__SOURCE MATERIAL__:
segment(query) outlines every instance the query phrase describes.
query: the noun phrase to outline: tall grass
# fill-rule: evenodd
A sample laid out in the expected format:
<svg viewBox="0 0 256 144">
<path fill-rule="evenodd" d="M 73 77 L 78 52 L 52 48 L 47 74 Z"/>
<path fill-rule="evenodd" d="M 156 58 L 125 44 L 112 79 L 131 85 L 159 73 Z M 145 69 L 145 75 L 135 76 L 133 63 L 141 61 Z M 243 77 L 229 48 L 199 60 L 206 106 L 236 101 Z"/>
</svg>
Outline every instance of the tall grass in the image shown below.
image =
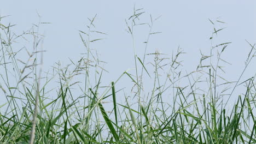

__EXERCISE DETAILS__: List each line in the rows above that contains the string "query", treating uppercase and lowercase as distinct.

__EXERCISE SOLUTION__:
segment(query) outlines every instance the query phrase describes.
query: the noun phrase to outline: tall grass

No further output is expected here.